On December 6, President Obama issued a memorandum stating that he was "directing all agencies engaged abroad to ensure that U.S. diplomacy and foreign assistance promote and protect the human rights of LGBT persons," an initiative that includes combating criminalization of LGBT status by foreign governments and enhancing efforts to protect LGBT asylum seekers.
WorldNetDaily's Bob Unruh, who is apparently its correspondent from Bizarro World, offered this, um, unique interpretation of the memo in a December 7 article headlined "Obama offers plan for U.S. to be global LGBT sex cop: Wants to import homosexuals with special asylum privileges":
The Obama administration has announced it intends to make the United States the global sex cop, with plans to try to intervene in the workings of other nations where homosexuality is not promoted as well as plans to create special provisions for homosexuals and those with other lifestyle choices to gain special admittance to the U.S.
Specifically, his plan is to try to intervene in other nation's internal operations where the homosexual lifestyle choice is at risk. That would happen through U.S. government's agencies that would "strengthen existing efforts to effectively combat the criminalization by foreign governments of LGBT status or conduct and to expand efforts to combat discrimination, homophobia, and intolerance on the basis of LGBT status or conduct."
Further, special access to the United States needs to be provided to any "LGBT" person, Obama explains.

Dataset content

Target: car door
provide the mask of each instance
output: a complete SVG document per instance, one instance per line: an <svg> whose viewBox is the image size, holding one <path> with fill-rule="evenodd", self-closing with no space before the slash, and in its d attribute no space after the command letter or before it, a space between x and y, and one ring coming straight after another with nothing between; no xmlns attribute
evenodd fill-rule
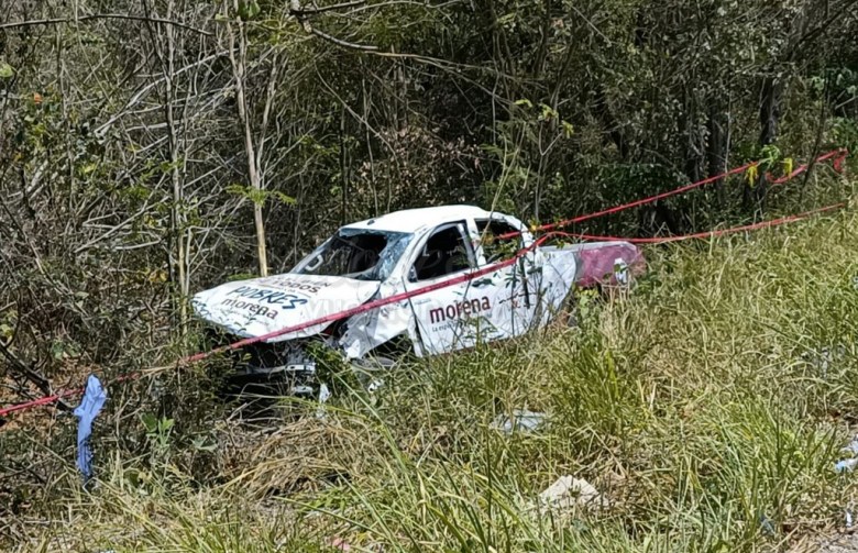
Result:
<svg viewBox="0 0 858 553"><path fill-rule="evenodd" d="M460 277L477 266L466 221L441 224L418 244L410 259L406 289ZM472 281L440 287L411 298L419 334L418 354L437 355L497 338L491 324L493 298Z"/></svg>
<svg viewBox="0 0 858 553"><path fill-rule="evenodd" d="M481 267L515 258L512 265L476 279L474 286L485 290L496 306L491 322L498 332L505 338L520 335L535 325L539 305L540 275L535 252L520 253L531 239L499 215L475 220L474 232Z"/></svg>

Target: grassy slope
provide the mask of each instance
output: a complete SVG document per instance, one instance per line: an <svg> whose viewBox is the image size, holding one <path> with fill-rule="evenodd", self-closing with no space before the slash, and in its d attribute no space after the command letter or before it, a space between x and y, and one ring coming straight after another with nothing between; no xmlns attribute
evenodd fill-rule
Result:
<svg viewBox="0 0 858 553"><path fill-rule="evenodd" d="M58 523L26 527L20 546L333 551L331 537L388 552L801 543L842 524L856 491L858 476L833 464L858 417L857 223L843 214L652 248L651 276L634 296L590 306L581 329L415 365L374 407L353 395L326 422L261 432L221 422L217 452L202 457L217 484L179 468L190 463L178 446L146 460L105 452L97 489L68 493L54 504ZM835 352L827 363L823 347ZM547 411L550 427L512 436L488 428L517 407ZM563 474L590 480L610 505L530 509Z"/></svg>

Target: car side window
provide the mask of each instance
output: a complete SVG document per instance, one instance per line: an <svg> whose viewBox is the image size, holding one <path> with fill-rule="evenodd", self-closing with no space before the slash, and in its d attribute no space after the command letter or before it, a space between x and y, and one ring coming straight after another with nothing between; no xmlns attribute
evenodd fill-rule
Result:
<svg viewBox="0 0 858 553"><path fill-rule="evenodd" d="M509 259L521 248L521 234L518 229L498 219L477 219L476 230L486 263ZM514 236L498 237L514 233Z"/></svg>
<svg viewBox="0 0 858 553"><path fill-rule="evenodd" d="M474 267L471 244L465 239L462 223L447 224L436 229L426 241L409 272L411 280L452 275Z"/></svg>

...

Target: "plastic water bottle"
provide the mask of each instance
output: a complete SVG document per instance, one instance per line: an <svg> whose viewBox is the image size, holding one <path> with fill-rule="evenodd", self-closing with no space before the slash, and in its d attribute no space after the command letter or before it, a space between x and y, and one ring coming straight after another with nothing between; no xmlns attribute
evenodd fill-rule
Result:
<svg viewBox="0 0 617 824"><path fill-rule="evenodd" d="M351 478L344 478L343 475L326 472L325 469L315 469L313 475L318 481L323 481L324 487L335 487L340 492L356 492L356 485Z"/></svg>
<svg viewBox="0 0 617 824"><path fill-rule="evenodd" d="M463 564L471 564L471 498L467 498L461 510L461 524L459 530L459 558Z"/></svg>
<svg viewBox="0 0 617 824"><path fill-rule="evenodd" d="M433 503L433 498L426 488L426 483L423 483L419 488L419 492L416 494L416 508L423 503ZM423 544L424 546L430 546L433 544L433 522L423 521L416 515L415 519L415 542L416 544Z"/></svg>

* * *

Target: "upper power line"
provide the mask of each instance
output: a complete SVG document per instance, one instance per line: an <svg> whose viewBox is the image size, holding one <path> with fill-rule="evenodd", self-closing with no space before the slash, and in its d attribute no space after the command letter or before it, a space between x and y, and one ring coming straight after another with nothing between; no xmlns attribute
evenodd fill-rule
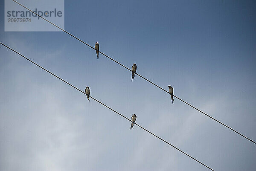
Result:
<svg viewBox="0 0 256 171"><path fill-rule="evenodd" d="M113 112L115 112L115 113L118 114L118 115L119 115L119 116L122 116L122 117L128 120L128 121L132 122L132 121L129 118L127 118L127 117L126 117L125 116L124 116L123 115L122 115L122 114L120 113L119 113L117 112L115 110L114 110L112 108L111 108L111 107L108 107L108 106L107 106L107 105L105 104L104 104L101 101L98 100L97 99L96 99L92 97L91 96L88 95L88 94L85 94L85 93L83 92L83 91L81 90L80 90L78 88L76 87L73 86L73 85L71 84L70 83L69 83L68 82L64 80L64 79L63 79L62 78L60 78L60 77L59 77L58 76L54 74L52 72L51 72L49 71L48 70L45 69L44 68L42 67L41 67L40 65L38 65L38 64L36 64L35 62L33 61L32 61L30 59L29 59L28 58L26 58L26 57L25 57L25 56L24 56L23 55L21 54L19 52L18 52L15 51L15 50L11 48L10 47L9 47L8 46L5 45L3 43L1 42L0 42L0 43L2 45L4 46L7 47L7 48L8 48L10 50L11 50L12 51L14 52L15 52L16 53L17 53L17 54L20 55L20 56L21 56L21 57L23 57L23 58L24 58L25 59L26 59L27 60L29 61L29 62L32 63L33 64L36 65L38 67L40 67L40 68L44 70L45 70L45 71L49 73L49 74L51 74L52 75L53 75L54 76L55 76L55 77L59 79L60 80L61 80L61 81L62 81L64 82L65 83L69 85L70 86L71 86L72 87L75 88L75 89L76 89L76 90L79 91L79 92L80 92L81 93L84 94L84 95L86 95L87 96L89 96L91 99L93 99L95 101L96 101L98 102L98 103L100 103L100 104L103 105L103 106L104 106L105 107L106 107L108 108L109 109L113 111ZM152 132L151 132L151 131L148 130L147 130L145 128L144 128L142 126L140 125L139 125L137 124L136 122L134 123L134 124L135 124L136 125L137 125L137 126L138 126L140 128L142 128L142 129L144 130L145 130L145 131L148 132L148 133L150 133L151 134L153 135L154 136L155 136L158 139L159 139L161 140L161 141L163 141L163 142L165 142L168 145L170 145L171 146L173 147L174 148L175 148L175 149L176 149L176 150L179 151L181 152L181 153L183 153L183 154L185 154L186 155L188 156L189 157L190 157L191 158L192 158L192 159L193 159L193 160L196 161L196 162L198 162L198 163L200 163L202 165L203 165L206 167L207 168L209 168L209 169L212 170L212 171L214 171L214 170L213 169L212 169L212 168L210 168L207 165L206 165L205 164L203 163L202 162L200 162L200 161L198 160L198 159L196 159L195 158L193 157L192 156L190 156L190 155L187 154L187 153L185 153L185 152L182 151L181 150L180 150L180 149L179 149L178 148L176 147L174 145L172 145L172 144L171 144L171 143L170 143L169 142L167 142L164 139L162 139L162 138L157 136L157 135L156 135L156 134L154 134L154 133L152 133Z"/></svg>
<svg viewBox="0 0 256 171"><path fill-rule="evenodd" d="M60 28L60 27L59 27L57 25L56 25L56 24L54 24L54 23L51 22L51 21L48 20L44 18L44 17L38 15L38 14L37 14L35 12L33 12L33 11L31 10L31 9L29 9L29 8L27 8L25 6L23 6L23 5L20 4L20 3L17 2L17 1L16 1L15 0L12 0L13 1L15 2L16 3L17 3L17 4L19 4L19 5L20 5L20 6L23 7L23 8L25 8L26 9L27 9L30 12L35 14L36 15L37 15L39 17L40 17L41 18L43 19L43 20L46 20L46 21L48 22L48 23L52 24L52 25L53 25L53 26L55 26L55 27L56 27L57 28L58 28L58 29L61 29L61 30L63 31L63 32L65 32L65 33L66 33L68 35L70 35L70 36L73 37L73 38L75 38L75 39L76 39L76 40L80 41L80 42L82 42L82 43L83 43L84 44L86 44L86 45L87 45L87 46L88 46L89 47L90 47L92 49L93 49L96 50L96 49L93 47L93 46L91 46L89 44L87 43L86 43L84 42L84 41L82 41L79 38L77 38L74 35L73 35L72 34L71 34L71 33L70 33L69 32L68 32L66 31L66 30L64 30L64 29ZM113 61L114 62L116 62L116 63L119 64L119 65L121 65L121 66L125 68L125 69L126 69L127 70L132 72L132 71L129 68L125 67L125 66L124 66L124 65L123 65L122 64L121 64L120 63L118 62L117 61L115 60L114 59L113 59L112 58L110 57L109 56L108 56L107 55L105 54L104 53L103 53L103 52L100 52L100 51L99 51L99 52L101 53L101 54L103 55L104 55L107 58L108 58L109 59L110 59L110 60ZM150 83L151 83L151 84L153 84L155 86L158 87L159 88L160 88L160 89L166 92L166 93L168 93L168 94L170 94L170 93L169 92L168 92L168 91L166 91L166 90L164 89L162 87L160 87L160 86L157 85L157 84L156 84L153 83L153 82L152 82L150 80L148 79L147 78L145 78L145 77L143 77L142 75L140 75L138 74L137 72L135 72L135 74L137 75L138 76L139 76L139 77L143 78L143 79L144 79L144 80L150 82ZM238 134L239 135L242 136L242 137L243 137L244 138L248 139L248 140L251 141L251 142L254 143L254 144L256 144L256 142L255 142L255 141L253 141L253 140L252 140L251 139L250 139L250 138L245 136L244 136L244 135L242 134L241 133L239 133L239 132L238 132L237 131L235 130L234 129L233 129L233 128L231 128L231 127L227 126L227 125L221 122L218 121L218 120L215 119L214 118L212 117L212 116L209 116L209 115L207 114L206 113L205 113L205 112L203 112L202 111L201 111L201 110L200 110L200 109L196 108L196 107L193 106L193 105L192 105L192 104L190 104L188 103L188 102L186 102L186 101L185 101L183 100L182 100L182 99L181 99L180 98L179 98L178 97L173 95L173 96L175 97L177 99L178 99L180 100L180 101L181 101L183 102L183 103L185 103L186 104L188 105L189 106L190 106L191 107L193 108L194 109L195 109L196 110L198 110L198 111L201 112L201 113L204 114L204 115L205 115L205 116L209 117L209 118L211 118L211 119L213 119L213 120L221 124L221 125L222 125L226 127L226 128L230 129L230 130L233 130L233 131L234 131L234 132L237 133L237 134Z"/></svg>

Apply what you read
a) Rewrite the passage from the text on Obama's LGBT rights memo. Start at the words "WorldNetDaily's Bob Unruh, who" and stop after "to the U.S.". Put "morals enforcer" wherever "sex cop" appears.
b) Extend the text on Obama's LGBT rights memo, picking up after its final sentence.

Responses
a)
WorldNetDaily's Bob Unruh, who is apparently its correspondent from Bizarro World, offered this, um, unique interpretation of the memo in a December 7 article headlined "Obama offers plan for U.S. to be global LGBT morals enforcer: Wants to import homosexuals with special asylum privileges":
The Obama administration has announced it intends to make the United States the global morals enforcer, with plans to try to intervene in the workings of other nations where homosexuality is not promoted as well as plans to create special provisions for homosexuals and those with other lifestyle choices to gain special admittance to the U.S.

b)
Contrary to Unruh's claim that "any 'LGBT' person" will get "special access to the United States," according to the memorandum, it specifically states that "LGBT refugees and asylum seekers have equal access to protection and assistance, particularly in countries of first asylum."
Unruh's suggestion that trying to get other countries to not persecute LGBT people is the same as "promoting" homosexuality and serving as the "global sex cop" is another Bizarro World interpretation. He also resorts to false anti-gay talking points in referring to homosexuality as a "lifestyle choice" and portraying the Obama administration's efforts as "interven[ing] in other nation's internal operations where the homosexual lifestyle choice is at risk" and "enhancements ... for those who support the alternative sexual lifestyle choices."
In his article, Unruh quotes Peter LaBarbera, leader of Americans for Truth About Homosexuality, which the Southern Poverty Law Center designates as a hate group. (LaBarbera: "Who knew when Reagan was talking about being a shining city on the hill the city would turn out to be Sodom?") Unruh also quotes anti-gay activists Matt Barber ("How dare we, the U.S., export our decline in morality to other nations?"), and Randy Thomasson ("Homosexuality has never shown evidence that it is inherited, or has a genetic or biological origin"). Unruh quotes no activist speaking in favor of the initiative.
Interestingly, though, two of these activists are on record as claiming to be appalled that other countries advocate putting gays to death.
LaBarbera has insisted that his organization "is clearly on record opposing draconian penalties for homosexuality like those imposed by jihadist Islamic radicals." (However, he asked regarding Uganda's proposed anti-gay law that would permit the death penalty for homosexuality, "what is it that qualifies the United States of America to lecture the Ugandans about homosexuality?")
Barber, in a WND column, came to the defense of fellow anti-gay activist Scott Lively for his links to the proposed Ugandan law, claiming he "has been falsely maligned by leftist groups and media-types like Rachel Maddow, for supposedly supporting the death penalty for homosexual behavior -- a patently false charge."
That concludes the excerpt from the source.